## DIRECTION
Reproduce the closing part of the entries exactly: the line with "trim shown in this photograph." and all lines after it, ending with the last line, and nothing else.

## DATA LINES
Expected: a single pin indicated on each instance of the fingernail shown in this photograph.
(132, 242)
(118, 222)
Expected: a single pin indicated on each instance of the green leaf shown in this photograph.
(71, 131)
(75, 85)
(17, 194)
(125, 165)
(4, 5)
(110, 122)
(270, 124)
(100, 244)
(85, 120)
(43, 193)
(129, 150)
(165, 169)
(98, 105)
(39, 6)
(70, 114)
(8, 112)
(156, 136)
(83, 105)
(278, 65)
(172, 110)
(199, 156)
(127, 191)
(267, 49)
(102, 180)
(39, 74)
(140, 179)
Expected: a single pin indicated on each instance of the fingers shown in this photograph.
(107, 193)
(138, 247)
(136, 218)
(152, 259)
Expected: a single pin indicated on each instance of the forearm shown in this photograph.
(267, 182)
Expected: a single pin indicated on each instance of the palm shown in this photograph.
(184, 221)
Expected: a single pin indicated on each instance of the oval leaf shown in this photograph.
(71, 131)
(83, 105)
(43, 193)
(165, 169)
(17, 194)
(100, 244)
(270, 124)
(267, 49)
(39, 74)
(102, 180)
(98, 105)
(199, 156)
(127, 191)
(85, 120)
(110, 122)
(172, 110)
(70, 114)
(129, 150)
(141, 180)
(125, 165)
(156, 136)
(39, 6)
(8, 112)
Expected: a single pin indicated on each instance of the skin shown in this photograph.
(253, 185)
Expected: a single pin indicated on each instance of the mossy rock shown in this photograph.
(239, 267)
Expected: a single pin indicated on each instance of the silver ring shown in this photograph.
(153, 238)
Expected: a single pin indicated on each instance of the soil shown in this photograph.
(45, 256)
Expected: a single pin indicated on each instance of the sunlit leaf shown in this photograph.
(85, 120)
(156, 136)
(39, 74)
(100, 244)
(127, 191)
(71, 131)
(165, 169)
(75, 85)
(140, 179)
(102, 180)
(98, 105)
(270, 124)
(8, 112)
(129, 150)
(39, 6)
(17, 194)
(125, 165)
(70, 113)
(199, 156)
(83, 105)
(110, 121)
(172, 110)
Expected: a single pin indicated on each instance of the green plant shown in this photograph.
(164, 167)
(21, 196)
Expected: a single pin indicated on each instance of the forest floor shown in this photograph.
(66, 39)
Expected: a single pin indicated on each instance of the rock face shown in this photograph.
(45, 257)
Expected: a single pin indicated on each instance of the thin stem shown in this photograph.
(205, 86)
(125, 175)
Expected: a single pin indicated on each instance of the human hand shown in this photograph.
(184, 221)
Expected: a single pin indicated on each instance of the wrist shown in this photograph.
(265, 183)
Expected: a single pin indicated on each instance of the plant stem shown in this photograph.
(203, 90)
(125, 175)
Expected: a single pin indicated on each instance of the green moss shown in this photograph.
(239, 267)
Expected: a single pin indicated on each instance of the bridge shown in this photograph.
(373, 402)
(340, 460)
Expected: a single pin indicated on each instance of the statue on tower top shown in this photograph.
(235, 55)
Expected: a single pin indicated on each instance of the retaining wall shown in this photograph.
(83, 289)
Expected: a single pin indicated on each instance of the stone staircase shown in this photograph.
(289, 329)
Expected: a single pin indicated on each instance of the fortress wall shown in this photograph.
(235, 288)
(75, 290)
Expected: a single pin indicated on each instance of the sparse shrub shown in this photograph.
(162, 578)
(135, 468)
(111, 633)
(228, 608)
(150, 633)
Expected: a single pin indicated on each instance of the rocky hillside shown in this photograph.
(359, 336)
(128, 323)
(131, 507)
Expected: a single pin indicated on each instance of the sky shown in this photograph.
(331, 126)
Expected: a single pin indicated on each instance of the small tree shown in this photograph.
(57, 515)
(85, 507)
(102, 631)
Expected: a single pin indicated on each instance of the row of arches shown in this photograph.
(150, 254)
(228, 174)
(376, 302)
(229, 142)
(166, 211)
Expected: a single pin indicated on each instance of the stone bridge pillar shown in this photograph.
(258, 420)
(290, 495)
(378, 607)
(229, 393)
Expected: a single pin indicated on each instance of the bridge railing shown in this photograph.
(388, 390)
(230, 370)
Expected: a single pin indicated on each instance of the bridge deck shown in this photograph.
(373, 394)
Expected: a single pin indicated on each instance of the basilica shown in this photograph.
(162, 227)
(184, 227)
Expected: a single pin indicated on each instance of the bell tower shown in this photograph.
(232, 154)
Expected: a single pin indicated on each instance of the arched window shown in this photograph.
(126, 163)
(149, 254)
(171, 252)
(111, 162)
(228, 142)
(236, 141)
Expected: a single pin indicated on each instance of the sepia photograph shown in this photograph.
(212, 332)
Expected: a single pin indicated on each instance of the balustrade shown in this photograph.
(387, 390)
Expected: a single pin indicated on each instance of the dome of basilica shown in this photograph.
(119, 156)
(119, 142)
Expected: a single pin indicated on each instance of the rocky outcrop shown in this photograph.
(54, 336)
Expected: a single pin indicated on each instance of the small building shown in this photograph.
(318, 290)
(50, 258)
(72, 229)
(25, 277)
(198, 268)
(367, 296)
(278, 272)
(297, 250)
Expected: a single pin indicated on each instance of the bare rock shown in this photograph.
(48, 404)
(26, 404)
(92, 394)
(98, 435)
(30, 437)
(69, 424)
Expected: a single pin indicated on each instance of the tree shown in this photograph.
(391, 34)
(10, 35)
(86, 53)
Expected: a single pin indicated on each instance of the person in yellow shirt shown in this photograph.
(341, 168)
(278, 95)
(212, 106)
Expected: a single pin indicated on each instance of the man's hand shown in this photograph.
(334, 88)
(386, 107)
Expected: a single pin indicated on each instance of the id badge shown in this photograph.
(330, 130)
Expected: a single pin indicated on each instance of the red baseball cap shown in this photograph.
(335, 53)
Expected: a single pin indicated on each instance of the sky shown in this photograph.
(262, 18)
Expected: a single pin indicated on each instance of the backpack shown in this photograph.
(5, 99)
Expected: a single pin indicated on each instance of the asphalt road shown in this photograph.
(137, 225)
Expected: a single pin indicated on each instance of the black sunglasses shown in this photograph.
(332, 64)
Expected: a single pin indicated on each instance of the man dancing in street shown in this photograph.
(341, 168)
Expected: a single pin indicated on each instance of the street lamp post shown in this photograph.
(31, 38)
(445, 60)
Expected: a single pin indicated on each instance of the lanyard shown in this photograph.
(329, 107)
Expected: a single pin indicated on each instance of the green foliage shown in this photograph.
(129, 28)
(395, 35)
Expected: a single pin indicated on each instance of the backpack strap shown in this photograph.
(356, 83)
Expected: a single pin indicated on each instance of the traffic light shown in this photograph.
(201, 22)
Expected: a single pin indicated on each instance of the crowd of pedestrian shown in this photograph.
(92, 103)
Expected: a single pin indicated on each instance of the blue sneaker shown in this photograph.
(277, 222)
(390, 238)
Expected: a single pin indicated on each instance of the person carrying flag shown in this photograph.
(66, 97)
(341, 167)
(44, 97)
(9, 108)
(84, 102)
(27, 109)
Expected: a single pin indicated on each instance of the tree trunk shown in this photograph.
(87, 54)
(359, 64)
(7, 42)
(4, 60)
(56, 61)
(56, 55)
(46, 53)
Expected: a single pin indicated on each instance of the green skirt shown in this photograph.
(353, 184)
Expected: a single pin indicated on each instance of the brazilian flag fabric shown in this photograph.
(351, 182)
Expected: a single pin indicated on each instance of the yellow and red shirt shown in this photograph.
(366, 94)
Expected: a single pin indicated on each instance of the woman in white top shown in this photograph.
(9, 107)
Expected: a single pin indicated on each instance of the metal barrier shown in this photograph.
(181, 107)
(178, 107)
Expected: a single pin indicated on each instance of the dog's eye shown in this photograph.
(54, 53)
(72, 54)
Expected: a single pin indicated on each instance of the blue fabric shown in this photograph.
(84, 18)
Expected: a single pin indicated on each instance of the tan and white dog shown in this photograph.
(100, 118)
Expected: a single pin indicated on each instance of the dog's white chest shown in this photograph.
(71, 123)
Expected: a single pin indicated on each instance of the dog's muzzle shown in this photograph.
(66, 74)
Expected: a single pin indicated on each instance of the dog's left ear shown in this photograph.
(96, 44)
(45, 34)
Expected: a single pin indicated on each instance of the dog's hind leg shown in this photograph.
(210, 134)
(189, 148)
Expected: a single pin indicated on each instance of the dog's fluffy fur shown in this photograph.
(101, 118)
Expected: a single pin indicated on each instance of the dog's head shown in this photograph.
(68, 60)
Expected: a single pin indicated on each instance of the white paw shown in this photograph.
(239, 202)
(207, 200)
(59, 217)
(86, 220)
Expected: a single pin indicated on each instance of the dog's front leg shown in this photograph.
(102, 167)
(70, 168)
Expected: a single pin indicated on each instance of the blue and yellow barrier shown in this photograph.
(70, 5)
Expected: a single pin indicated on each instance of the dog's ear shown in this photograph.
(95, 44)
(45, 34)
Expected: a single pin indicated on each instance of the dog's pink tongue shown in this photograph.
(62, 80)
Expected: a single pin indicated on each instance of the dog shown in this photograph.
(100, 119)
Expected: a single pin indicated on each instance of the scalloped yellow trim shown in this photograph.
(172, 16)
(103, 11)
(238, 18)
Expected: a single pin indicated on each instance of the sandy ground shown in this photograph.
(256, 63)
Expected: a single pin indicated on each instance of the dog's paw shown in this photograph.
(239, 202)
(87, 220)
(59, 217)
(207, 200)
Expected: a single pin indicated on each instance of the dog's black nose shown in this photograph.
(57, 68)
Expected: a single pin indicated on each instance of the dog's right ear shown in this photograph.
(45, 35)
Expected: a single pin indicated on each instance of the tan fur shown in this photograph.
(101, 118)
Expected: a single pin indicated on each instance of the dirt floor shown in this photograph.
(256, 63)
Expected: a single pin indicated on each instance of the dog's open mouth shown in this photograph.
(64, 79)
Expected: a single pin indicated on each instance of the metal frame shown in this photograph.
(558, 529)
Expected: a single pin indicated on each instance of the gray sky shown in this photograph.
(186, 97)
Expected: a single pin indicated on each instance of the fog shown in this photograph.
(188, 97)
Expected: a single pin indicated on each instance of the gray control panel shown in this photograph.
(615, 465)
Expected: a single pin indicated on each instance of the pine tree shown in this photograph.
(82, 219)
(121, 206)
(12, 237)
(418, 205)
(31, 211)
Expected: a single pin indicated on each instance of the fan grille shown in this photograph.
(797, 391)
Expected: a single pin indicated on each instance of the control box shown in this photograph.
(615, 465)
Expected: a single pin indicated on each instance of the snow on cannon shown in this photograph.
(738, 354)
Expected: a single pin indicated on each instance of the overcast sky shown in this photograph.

## OUTPUT FOR THIS TASK
Expected: a single pin indicated on each instance of the scalloped yellow trim shown in this photograph.
(172, 16)
(103, 11)
(238, 18)
Expected: a single pin indicated on each instance of the sandy ground shown in this photograph.
(256, 63)
Expected: a single pin indicated on each instance of the dog's paw shown in this photograph.
(239, 202)
(87, 220)
(59, 217)
(207, 200)
Expected: a single pin indicated on each instance of the dog's black nose shown in this photograph.
(57, 68)
Expected: a single pin indicated on each instance of the dog's right ear shown in this photograph.
(45, 35)
Expected: a single pin indicated on each instance of the tan fur shown in this photograph.
(101, 118)
Expected: a single pin indicated on each instance of the dirt floor shown in this photograph.
(256, 63)
Expected: a single pin indicated on each instance of the dog's open mouth shown in this photograph.
(64, 79)
Expected: a single pin indicated on each instance of the metal frame shown in this photograph.
(558, 529)
Expected: a single pin indicated on each instance of the gray sky shown in this photograph.
(186, 97)
Expected: a single pin indicated on each instance of the fog shown in this photograph.
(188, 97)
Expected: a single pin indicated on each instance of the gray control panel shown in this photograph.
(615, 465)
Expected: a single pin indicated on each instance of the pine tree shown in this photograph.
(82, 219)
(121, 206)
(12, 237)
(418, 205)
(31, 211)
Expected: a single pin indicated on each instance of the fan grille shown in this photograph.
(797, 391)
Expected: a single pin indicated on each instance of the control box shown in this photograph.
(615, 465)
Expected: a single pin indicated on each instance of the snow on cannon shown in this photograph.
(738, 354)
Expected: a single pin indicated on each instance of the overcast sky shown in this photograph.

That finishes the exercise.